======== PROVIDED TEXT ========

Astronomers have identified a surprising feature of planets orbiting white dwarf stars – they could potentially maintain warmer surface conditions than previously thought, opening a new frontier in the search for habitable worlds.
A team led by Aomawa Shields at the University of California, Irvine compared the potential climates of planets orbiting two different types of stars using sophisticated 3D climate models. Their findings, published in The Astrophysical Journal, challenge conventional wisdom about the habitability of planets around white dwarfs – the dense remnant cores of stars that have exhausted their nuclear fuel.
“Our computer simulations suggest that if rocky planets exist in their orbits, these planets could have more habitable real estate on their surfaces than previously thought,” said Shields.
The research team’s computer models revealed that a hypothetical Earth-like planet orbiting a white dwarf would have a global mean surface temperature approximately 25 degrees Kelvin higher than an equivalent planet orbiting Kepler-62, a main-sequence star with similar effective temperature.
This temperature difference stems primarily from the planets’ rotation rates. White dwarf stars’ habitable zones – regions where planets could support liquid water – lie extremely close to their stars. This proximity results in a much faster rotation period of about 10 hours for white dwarf planets, compared to 155 days for planets orbiting stars like Kepler-62.
Both types of planets would likely be “tidally locked” to their stars – with one side permanently facing the star and one side in perpetual darkness. However, the physical effects of their different rotation speeds create dramatically different climatic conditions.
“We expect synchronous rotation of an exoplanet in the habitable zone of a normal star like Kepler-62 to create more cloud cover on the planet’s dayside, reflecting incoming radiation away from the planet’s surface,” Shields said. This reflection might benefit planets close to the inner edge of habitable zones, preventing overheating, but it can be problematic for planets in the middle of those zones.

======== INFORMATION PROVIDED ========

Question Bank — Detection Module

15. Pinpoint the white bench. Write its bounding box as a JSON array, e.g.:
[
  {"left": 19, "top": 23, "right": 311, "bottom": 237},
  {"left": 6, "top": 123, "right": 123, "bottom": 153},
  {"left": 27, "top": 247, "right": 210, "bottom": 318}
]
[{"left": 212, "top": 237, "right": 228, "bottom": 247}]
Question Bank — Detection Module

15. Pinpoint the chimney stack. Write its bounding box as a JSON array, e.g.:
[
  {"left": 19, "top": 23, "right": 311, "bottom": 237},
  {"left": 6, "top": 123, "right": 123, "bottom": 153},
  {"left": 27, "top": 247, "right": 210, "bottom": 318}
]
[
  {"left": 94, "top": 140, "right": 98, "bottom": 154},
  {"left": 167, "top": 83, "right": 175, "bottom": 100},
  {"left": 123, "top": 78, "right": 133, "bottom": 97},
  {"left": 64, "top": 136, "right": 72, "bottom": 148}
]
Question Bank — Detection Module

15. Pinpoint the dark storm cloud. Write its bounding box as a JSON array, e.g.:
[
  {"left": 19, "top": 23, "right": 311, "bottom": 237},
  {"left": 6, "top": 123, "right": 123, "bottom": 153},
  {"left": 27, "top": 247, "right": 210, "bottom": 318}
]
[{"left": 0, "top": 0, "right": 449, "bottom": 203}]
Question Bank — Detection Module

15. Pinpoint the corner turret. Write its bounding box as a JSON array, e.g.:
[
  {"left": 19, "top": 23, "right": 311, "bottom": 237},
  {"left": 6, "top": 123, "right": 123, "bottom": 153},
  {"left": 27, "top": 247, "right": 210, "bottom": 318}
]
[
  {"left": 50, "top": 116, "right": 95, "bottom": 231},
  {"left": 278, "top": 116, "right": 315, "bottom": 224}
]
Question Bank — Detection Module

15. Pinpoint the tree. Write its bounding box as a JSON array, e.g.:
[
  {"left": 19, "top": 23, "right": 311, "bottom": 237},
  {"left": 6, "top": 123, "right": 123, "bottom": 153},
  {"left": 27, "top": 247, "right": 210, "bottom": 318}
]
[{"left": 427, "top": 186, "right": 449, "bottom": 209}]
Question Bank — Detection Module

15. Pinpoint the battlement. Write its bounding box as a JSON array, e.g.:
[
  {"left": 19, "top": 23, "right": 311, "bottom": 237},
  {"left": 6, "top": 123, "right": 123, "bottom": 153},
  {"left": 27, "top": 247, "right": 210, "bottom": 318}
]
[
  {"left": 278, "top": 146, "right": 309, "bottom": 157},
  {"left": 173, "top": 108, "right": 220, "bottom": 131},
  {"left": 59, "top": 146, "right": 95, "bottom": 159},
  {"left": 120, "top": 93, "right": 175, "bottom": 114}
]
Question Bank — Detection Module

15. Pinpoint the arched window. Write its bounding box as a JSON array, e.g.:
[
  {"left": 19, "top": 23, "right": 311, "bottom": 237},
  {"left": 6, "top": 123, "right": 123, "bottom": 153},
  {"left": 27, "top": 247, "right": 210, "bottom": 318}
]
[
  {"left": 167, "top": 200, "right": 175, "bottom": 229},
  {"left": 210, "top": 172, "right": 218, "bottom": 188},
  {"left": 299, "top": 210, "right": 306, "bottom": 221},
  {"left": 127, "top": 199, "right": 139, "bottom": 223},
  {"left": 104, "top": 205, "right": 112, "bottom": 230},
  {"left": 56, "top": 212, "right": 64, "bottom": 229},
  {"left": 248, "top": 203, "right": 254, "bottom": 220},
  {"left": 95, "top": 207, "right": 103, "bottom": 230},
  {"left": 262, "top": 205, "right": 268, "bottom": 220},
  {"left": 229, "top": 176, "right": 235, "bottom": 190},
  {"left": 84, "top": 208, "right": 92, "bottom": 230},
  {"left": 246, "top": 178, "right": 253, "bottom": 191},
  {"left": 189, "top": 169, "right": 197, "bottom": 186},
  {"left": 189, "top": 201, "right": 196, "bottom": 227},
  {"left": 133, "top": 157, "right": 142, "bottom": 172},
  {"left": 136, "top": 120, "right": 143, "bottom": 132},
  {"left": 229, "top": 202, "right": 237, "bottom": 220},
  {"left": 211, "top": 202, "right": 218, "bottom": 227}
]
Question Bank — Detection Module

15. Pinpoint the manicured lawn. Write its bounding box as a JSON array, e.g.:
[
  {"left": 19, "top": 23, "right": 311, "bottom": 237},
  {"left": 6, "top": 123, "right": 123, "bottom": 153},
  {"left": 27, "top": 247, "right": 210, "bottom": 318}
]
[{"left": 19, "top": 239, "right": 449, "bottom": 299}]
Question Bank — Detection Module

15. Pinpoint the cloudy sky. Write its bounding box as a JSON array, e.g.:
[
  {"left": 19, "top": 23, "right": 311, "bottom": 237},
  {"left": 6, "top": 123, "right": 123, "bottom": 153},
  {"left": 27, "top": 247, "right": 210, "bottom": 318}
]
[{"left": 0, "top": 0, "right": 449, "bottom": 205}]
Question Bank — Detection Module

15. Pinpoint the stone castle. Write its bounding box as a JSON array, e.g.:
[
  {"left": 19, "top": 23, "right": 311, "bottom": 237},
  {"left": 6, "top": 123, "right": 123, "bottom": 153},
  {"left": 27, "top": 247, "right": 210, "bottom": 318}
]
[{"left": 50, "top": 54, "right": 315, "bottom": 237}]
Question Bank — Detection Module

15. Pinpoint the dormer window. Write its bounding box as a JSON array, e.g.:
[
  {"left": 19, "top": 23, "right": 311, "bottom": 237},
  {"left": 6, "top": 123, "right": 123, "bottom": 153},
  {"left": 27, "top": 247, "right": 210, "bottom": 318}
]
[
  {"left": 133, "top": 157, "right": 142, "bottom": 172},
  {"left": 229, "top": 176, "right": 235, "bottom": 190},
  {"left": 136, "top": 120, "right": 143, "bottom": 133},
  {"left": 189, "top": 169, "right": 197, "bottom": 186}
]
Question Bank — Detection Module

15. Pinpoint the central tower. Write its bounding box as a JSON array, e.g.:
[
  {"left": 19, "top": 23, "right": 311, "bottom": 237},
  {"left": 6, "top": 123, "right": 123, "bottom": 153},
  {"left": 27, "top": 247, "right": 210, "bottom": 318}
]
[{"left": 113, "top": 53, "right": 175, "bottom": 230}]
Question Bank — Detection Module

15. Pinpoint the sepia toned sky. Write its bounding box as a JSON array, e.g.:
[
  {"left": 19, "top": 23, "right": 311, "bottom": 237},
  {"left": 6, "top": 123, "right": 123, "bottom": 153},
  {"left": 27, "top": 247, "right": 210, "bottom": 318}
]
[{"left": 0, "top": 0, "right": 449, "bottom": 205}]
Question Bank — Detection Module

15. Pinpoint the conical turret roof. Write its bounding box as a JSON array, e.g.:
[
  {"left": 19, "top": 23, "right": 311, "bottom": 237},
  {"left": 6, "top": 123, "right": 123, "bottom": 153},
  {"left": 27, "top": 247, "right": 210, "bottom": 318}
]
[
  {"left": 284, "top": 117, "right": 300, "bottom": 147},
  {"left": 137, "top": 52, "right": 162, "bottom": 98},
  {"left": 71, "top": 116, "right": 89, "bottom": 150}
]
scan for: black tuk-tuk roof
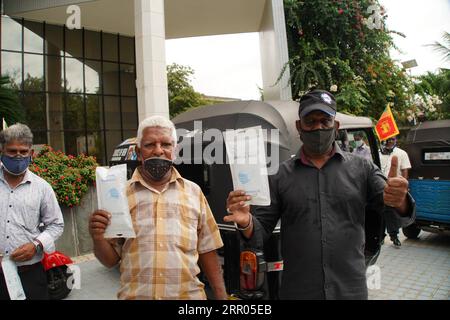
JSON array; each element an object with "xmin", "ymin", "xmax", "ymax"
[{"xmin": 406, "ymin": 120, "xmax": 450, "ymax": 144}]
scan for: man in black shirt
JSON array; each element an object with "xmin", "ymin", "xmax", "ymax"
[{"xmin": 224, "ymin": 90, "xmax": 415, "ymax": 299}]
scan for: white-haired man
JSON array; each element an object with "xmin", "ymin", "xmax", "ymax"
[
  {"xmin": 0, "ymin": 123, "xmax": 64, "ymax": 300},
  {"xmin": 89, "ymin": 116, "xmax": 227, "ymax": 300}
]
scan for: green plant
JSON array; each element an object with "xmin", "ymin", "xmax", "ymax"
[{"xmin": 30, "ymin": 146, "xmax": 98, "ymax": 207}]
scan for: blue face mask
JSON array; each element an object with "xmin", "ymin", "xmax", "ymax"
[{"xmin": 0, "ymin": 154, "xmax": 31, "ymax": 176}]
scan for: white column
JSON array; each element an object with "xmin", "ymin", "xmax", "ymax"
[
  {"xmin": 259, "ymin": 0, "xmax": 292, "ymax": 100},
  {"xmin": 134, "ymin": 0, "xmax": 169, "ymax": 121}
]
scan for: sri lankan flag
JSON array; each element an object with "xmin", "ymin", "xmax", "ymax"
[{"xmin": 375, "ymin": 104, "xmax": 400, "ymax": 141}]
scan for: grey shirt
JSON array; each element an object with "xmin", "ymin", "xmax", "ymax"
[
  {"xmin": 0, "ymin": 166, "xmax": 64, "ymax": 265},
  {"xmin": 246, "ymin": 145, "xmax": 415, "ymax": 299}
]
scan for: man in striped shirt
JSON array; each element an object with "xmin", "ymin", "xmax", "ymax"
[{"xmin": 89, "ymin": 116, "xmax": 227, "ymax": 300}]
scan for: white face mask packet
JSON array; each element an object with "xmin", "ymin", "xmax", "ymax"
[
  {"xmin": 2, "ymin": 256, "xmax": 26, "ymax": 300},
  {"xmin": 95, "ymin": 164, "xmax": 136, "ymax": 238},
  {"xmin": 224, "ymin": 126, "xmax": 270, "ymax": 206}
]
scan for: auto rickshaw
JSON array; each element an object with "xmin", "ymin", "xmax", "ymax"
[
  {"xmin": 403, "ymin": 120, "xmax": 450, "ymax": 238},
  {"xmin": 110, "ymin": 101, "xmax": 384, "ymax": 299}
]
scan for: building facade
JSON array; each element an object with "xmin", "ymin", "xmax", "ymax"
[
  {"xmin": 1, "ymin": 15, "xmax": 138, "ymax": 164},
  {"xmin": 0, "ymin": 0, "xmax": 291, "ymax": 165}
]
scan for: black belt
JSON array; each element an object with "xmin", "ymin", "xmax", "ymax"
[{"xmin": 0, "ymin": 262, "xmax": 41, "ymax": 274}]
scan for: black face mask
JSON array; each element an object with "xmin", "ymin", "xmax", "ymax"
[
  {"xmin": 300, "ymin": 128, "xmax": 336, "ymax": 155},
  {"xmin": 143, "ymin": 158, "xmax": 173, "ymax": 181}
]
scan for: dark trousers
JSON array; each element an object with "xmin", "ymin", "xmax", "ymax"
[{"xmin": 0, "ymin": 263, "xmax": 48, "ymax": 300}]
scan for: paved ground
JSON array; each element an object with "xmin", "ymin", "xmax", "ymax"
[{"xmin": 66, "ymin": 231, "xmax": 450, "ymax": 300}]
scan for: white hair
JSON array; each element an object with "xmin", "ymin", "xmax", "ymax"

========

__REQUIREMENT 1__:
Return everything in the white dwarf article from "The research team’s" down to "similar effective temperature.".
__REQUIREMENT 2__:
List every measurement with a unit that the white dwarf article gives.
The data above comes from a separate source, not from the article.

__OUTPUT 1__:
The research team’s computer models revealed that a hypothetical Earth-like planet orbiting a white dwarf would have a global mean surface temperature approximately 25 degrees Kelvin higher than an equivalent planet orbiting Kepler-62, a main-sequence star with similar effective temperature.

__OUTPUT 2__:
- approximately 25 degrees Kelvin
- about 10 hours
- 155 days